Referring expression data:
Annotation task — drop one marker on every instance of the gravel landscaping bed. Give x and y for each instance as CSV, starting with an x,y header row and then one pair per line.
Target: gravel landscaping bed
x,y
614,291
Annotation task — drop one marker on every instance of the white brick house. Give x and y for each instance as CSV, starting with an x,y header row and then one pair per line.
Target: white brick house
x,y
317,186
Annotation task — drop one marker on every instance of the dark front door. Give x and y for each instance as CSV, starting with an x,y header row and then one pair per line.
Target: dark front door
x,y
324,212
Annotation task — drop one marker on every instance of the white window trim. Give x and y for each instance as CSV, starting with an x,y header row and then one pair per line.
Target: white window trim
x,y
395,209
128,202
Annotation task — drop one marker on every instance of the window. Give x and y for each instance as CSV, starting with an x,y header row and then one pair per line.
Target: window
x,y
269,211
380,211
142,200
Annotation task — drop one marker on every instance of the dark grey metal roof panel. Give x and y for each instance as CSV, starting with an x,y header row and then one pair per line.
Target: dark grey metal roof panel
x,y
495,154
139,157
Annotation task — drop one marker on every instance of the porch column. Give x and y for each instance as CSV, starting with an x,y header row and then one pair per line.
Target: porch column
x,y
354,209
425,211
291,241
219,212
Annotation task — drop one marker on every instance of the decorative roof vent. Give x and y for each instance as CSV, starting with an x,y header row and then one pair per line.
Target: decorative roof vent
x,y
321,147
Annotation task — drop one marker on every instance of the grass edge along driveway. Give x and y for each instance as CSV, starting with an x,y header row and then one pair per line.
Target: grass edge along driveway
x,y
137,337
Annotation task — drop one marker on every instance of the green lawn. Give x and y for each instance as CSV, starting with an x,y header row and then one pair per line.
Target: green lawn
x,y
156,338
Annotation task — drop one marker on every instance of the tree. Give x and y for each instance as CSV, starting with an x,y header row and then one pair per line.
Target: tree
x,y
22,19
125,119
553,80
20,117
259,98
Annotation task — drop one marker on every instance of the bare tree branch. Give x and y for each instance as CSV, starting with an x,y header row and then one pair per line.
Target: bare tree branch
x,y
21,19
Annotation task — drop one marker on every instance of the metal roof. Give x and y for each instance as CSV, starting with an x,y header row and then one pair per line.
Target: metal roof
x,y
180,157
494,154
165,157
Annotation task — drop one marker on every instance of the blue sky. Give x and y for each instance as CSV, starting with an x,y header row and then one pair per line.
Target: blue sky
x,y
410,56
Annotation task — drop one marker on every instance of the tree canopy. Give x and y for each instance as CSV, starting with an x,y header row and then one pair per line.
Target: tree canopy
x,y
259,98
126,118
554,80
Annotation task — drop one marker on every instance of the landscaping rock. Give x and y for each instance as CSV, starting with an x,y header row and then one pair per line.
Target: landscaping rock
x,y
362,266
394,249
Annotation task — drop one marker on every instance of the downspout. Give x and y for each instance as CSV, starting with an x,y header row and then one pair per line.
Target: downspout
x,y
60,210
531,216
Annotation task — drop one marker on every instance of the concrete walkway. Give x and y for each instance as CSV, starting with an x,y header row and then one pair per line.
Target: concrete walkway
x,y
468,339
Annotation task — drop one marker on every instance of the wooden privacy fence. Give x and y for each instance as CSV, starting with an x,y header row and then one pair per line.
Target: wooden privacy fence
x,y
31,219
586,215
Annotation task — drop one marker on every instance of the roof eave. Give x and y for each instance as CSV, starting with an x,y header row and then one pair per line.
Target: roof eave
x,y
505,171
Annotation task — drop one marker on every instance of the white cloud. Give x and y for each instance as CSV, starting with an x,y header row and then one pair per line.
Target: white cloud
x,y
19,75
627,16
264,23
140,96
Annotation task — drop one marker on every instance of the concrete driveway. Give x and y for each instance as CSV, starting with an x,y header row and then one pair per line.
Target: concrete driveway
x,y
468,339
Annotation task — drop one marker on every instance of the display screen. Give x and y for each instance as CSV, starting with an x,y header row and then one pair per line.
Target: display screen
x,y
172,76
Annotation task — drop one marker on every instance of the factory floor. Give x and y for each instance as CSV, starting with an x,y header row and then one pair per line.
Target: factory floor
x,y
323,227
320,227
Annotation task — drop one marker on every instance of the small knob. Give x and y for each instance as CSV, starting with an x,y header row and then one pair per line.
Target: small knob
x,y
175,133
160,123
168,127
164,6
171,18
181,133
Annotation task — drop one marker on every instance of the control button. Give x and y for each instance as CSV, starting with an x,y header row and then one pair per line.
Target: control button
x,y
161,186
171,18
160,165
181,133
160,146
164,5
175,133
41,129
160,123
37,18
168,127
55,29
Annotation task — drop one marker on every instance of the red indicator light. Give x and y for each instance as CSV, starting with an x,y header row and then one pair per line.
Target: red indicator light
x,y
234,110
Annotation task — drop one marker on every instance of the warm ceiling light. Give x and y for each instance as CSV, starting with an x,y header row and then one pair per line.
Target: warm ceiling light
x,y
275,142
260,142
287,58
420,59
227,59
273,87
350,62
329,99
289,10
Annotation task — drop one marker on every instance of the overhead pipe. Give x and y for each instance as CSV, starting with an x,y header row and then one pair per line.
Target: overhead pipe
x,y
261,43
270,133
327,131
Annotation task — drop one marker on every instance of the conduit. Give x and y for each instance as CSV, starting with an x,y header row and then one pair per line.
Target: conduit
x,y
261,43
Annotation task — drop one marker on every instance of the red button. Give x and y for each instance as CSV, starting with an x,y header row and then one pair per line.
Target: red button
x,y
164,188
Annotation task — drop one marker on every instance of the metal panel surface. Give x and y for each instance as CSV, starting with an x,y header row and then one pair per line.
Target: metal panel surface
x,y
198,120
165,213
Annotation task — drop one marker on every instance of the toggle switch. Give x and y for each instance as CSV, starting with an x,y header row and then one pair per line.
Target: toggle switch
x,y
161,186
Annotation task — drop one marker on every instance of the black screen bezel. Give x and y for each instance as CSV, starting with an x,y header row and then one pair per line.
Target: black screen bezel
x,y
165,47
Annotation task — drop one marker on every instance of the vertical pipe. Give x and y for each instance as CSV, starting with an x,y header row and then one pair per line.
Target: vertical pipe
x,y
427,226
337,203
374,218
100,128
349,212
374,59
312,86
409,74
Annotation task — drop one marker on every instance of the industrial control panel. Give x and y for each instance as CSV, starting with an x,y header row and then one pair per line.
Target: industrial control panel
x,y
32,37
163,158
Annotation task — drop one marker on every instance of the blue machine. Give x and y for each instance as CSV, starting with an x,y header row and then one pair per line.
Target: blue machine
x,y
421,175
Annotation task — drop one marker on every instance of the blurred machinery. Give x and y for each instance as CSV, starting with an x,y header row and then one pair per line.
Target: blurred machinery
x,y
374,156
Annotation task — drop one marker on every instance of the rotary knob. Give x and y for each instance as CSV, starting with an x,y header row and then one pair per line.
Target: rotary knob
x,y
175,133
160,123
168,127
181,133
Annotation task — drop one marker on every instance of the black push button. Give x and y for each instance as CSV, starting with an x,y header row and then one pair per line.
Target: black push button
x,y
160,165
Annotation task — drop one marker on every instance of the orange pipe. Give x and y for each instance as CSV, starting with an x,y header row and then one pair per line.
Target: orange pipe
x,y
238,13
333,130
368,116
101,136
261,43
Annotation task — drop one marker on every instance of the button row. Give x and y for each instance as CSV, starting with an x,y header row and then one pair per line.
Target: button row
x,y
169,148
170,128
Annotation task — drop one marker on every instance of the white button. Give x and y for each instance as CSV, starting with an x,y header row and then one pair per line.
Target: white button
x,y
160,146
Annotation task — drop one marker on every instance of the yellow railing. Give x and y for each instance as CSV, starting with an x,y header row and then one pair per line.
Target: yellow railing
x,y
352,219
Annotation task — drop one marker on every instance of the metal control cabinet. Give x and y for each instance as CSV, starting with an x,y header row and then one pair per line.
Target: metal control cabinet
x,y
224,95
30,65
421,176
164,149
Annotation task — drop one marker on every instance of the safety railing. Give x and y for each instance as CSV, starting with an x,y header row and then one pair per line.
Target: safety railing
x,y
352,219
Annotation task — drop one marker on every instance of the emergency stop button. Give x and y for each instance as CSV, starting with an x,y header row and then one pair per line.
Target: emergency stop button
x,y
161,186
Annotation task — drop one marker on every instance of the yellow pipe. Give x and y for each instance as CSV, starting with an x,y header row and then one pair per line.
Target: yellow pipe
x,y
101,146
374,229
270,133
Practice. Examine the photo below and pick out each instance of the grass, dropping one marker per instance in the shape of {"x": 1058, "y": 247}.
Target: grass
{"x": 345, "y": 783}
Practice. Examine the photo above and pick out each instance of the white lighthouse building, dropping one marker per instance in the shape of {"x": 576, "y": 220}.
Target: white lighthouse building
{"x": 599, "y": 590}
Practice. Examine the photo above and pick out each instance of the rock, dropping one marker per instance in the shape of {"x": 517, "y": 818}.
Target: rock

Activity:
Only the lines above starting at the line that holds "Target: small knob" and ending at the line that holds "of the vertical" are to be repeated, exactly and in full.

Output:
Target: small knob
x,y
175,133
160,123
168,127
164,6
171,18
181,133
Annotation task — drop one marker on every instance of the control button. Give x and y for each instance as CSV, starting with an x,y header row and then one pair per line.
Target: control button
x,y
161,186
171,18
160,165
181,133
160,146
164,5
175,133
41,129
160,123
37,18
168,127
55,29
Annotation task — drop one marker on every instance of the red indicator light. Give x and y for each instance as CSV, starting with an x,y header row and then one pair per line.
Target: red indicator light
x,y
234,110
Annotation task — drop one marker on every instance of the warm ceiling light. Give x and y for each instance as CSV, starting with an x,y header row and then one pair per line.
Target: warm ceiling light
x,y
275,142
260,142
287,58
420,59
227,59
273,87
350,62
329,99
289,10
Annotation task — drop one marker on every instance of the overhead pipe. Give x and y for each instance as CSV, starting with an x,y header row and then one pair per line.
Target: overhead pipe
x,y
261,43
270,133
327,131
Annotation task — drop one marker on every instance of the conduit. Give x and y for each instance as CSV, starting with an x,y header row and then one pair per line.
Target: conduit
x,y
261,43
Annotation task — drop one marker on every instance of the red button. Give x and y for each instance as CSV, starting with an x,y header row and then one pair per line.
Target: red button
x,y
164,188
Annotation task — drop one marker on every instance of the metal panel surface. Give x and y for each instance as CSV, starting with an x,y header row and then one pair per line.
Target: metal panel surface
x,y
198,120
165,213
Annotation task — drop one marker on every instance of the toggle switch. Give x and y for each instance as CSV, starting with an x,y header row and then one pair per line.
Target: toggle switch
x,y
161,186
Annotation task — drop one marker on every instance of the black screen bezel. Give x and y for each instance as CSV, starting with an x,y header row and then one pair per line.
Target: black screen bezel
x,y
165,47
Annotation task — drop one marker on every instance of the vertical pipe. Give x and y for each instance as CSV, starting with an x,y header row and then one pair per line.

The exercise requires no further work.